■ JOB 1 ■
In the article on Porsche's Fuji win, rewrite the passage from "The Hypercar grid" to "crew to do so.", replacing "Japan" with "Fuji".
■ JOB 2 ■
In the article on Porsche's Fuji win, how long is one lap of the Fuji Speedway?

■ TEXT EXCERPT ■
--- BEGIN ---

How perfect Porsche inched closer to WEC title on Toyota’s home turf
Becoming the first double winners of the 2024 World Endurance Championship season in Fuji was a decisive step in Porsche's bid to end Toyota's run of top class titles. Here's how Laurens Vanthoor, Andre Lotterer and Kevin Estre evaded the dramas that befell their rivals to beat much-improved BMW and Alpine
Porsche knew it would be in the mix at Fuji. The Japanese circuit did, after all, provide the breakthrough race for its 963 LMDh in 2023. Yet the German manufacturer was far from convinced that it was going to win the penultimate round of the World Endurance Championship. But points leaders Laurens Vanthoor, Andre Lotterer and Kevin Estre executed a near-perfect race last Sunday to claim victory and leave the circuit with one hand on the Hypercar drivers’ title.
Execute was what the crew of the #6 Porsche did over six incident-packed hours round the 2.84-mile Fuji Speedway – there were three safety cars and a further two Full Course Yellows – and what its rivals failed to do. That included their pursuers for the drivers’ crown and Porsche’s in the manufacturers’ battle, Toyota and Ferrari, as well some upstarts in the fight at the front of the field.
The Hypercar grid was closer than ever in Japan – 14 cars and at least one from all eight manufacturers qualified within a second – and BMW, Cadillac and Alpine were all genuine contenders here. But none of them managed to string together the kind of clean race necessary to deprive Vanthoor and co of a second victory of the season, the first crew to do so.
Estre crossed the line at the end of the Fuji 6 Hours 16.6 seconds clear of the #15 BMW M Hybrid V8 LMDh shared by Marco Wittmann, Raffaele Marciello and Dries Vanthoor, brother of Laurens. The WRT trio had a more or less a clean race but, when push came to shove, the BMW didn’t quite have the pace to give Porsche a run for its money over the final exchanges.
The contest was reset by the third safety car of the race in the penultimate hour. The Porsche and the BMW were nose to tail when the race went green for final 90 or so minutes. But Estre was able to edge away: he was 3s clear of the younger Vanthoor inside 10 laps and the better part of nine by the time he made his final pitstop.
“Dries had good pace and I had to push all the way,” said Estre. “But I think we had the better car and a bit more in our tyres than them. We were confident that we’d have a good car here, but we didn’t expect to win and now have such a big gap in the championship.”
Estre, Lotterer and Vanthoor repeated their fine showing from 2023 at Fuji, but this time it was enough for victory
Photo by: JEP / Motorsport Images
There were a couple of moments of jeopardy for Estre in the closing stages. The Frenchman had an off at Turn 1, the Porsche taking to the asphalt run-off. He joked that his team-mates didn’t believe his explanation.

--- END ---

■ PROVIDED INFORMATION ■
--- BEGIN ---

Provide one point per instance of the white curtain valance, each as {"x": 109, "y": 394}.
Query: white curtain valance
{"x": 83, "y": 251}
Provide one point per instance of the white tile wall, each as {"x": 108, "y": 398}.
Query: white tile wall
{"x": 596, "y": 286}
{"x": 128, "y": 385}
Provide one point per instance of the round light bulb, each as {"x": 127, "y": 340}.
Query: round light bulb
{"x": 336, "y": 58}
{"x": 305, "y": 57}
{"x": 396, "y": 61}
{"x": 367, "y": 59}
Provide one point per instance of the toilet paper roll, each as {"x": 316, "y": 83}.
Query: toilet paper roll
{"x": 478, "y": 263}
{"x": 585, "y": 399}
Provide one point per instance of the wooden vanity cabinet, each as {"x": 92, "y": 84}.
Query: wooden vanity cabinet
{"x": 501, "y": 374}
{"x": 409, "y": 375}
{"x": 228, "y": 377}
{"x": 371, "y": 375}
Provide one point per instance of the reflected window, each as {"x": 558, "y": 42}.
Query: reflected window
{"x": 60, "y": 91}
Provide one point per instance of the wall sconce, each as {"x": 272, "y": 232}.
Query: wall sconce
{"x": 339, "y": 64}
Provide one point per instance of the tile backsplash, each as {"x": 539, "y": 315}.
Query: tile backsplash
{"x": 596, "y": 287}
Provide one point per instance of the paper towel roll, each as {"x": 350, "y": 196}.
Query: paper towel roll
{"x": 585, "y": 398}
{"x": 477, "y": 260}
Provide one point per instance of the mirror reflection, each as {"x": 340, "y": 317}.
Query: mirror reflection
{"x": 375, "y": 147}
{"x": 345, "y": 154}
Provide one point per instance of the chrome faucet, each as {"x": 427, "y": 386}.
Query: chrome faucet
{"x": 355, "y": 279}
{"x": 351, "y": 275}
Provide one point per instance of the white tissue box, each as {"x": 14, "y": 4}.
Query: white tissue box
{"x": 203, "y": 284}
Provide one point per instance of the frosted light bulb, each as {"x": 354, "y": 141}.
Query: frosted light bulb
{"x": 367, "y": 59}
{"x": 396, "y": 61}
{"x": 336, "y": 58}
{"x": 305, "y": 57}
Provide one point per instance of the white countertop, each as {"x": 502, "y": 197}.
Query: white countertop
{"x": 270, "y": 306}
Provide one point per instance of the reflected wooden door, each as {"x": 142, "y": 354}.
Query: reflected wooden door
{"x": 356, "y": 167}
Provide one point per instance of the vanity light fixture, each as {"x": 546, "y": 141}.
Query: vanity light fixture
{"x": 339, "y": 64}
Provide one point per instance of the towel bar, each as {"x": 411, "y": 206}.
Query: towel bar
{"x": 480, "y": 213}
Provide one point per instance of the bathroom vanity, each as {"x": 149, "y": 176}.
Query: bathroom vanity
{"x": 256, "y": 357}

--- END ---

■ EXERCISE OUTPUT 1 ■
The Hypercar grid was closer than ever in Fuji – 14 cars and at least one from all eight manufacturers qualified within a second – and BMW, Cadillac and Alpine were all genuine contenders here. But none of them managed to string together the kind of clean race necessary to deprive Vanthoor and co of a second victory of the season, the first crew to do so.

■ EXERCISE OUTPUT 2 ■
2.84 miles